> Short task
From the records below, copy out word for word the part that opens with the line containing "Object class to annotate: wheelbarrow" and closes with the line containing "[455, 54, 490, 88]", including both of those lines.
※ ※ ※
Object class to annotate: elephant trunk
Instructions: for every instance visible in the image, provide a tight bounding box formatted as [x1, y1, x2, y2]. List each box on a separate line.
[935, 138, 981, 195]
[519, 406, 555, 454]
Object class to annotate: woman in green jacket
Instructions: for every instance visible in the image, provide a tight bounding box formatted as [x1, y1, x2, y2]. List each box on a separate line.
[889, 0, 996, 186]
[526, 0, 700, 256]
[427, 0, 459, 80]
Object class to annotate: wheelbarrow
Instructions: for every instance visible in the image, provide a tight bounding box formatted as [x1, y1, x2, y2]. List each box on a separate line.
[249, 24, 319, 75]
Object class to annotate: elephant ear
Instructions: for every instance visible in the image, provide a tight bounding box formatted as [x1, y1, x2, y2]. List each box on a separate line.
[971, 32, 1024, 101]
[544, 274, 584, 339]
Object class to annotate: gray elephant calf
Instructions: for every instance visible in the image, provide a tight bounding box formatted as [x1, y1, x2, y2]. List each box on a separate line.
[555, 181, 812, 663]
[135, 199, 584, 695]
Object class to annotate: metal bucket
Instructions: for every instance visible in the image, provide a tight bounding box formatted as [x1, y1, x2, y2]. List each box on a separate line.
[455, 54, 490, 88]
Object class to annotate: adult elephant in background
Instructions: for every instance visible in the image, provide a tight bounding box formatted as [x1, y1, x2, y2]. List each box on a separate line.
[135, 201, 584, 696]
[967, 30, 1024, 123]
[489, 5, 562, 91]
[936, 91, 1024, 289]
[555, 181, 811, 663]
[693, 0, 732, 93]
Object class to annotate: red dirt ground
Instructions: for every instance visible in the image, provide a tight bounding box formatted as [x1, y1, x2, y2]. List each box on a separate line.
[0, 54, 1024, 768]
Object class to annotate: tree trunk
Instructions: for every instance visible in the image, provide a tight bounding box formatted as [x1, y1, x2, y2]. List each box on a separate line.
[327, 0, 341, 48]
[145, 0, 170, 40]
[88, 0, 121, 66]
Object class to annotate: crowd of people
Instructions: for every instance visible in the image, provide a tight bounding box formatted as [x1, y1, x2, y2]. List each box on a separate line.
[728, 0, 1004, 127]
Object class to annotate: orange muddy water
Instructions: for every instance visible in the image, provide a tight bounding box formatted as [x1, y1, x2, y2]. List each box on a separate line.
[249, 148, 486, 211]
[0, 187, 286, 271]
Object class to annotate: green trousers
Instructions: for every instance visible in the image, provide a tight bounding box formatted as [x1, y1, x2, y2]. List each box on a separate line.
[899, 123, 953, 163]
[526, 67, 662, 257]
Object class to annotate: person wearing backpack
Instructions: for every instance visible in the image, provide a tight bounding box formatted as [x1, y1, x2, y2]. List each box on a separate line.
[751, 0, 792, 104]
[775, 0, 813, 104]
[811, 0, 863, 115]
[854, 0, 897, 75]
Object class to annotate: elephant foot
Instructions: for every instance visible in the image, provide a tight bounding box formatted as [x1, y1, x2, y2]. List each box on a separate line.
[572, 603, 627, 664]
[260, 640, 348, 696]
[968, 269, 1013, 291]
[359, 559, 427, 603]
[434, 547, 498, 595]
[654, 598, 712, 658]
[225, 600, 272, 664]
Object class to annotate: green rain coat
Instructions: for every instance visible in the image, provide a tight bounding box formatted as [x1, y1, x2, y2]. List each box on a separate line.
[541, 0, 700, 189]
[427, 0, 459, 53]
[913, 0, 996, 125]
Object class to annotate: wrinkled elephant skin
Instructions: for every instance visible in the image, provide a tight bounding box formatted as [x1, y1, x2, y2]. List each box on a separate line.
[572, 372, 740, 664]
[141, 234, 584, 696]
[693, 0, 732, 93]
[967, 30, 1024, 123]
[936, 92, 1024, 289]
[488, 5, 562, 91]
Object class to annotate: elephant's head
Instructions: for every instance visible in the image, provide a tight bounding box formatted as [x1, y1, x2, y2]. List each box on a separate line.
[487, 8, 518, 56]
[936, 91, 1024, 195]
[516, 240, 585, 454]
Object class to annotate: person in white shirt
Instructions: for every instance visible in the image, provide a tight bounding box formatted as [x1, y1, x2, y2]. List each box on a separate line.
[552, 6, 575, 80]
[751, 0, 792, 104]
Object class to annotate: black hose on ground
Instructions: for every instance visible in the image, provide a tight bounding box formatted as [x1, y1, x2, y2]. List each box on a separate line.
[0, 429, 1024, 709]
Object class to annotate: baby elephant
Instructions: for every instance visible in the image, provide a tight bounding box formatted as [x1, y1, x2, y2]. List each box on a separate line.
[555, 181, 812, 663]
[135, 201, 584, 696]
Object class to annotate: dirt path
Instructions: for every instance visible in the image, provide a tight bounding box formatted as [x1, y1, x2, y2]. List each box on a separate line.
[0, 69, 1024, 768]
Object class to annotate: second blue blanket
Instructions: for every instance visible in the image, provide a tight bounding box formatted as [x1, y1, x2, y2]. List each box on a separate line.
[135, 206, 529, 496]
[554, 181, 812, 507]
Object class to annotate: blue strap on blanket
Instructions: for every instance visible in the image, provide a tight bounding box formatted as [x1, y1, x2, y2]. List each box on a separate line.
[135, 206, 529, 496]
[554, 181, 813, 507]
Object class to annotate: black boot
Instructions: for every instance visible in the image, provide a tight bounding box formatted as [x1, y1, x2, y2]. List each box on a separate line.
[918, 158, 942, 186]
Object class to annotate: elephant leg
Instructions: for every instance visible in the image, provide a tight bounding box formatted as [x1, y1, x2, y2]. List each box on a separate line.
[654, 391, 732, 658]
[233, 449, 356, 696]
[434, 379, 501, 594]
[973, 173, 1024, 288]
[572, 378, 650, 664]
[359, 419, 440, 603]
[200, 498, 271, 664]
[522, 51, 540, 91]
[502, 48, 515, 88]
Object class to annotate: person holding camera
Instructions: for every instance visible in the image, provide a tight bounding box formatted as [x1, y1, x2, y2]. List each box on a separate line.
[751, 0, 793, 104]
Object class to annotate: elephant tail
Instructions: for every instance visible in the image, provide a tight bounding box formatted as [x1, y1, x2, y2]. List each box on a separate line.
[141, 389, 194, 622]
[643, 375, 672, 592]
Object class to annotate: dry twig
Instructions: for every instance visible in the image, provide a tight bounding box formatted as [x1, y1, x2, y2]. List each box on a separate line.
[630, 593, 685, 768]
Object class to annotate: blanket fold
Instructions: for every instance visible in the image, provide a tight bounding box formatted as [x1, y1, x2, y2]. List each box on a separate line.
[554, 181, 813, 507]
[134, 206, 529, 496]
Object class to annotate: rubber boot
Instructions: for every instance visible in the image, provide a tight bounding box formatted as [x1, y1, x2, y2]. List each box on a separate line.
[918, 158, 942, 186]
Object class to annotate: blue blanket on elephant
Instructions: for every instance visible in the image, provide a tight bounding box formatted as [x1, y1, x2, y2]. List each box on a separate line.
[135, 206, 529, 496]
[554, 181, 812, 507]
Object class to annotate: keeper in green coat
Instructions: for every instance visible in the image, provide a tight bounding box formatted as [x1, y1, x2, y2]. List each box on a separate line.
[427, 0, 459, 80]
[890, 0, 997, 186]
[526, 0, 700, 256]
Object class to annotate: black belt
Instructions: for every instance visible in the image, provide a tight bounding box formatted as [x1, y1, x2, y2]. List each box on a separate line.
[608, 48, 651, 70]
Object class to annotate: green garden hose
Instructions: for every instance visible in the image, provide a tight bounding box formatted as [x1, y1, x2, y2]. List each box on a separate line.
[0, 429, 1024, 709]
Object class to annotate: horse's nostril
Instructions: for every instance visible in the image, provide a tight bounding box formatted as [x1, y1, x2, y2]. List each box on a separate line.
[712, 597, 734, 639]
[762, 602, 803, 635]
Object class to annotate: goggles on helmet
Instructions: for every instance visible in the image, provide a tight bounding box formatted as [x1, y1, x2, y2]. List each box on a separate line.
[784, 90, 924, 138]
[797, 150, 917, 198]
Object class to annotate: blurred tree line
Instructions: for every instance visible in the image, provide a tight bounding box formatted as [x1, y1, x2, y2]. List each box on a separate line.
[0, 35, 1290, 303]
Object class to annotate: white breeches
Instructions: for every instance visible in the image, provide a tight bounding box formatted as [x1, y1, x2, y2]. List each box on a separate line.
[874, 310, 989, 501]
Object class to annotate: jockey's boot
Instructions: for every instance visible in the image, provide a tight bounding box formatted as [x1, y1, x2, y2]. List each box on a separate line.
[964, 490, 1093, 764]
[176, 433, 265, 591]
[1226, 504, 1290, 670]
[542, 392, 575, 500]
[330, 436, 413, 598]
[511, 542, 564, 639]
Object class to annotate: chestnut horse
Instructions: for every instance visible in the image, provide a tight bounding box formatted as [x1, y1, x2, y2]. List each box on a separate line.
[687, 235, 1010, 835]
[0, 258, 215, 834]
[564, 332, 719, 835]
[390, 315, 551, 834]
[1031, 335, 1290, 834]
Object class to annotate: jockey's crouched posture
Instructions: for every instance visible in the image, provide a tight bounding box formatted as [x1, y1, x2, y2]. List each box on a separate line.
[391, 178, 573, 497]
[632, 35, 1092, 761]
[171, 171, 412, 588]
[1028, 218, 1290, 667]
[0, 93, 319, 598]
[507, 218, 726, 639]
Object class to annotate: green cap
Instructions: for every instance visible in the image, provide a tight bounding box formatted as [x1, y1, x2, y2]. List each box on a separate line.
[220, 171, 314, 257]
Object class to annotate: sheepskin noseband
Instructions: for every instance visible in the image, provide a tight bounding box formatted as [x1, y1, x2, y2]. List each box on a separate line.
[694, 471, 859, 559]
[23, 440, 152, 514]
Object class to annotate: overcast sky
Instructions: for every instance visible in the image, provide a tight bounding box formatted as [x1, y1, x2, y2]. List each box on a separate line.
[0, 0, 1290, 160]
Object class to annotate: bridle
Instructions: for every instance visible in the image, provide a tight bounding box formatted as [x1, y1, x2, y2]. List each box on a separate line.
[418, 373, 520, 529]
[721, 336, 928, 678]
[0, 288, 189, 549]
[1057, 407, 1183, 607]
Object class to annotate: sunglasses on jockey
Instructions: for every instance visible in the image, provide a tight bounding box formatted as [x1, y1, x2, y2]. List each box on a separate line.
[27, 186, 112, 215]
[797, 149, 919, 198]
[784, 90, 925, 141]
※ ※ ※
> Exercise response
Object class to annotate: wheelbarrow
Instructions: for every instance visible in the image, provide a tight bounding box formatted as [x1, y1, x2, y2]. List each box on a separate line.
[249, 24, 319, 75]
Object class to annotate: elephant ear
Instructions: for every instance visible in the image, provide a tight bounding box formatted as [x1, y1, x2, y2]. List each box on a separate line.
[971, 32, 1024, 101]
[544, 274, 584, 339]
Object class to annotate: gray elephant calf
Instructions: for every instance visible in the image, provide a tight bounding box formatted as [x1, y1, x2, y2]. List each box on a separate line.
[555, 181, 812, 663]
[135, 199, 584, 695]
Object class to annotate: metal bucket
Instructions: for every instance visible in the image, provide a tight bounding box formatted as [x1, y1, x2, y2]. List each box on a separate line.
[455, 54, 490, 88]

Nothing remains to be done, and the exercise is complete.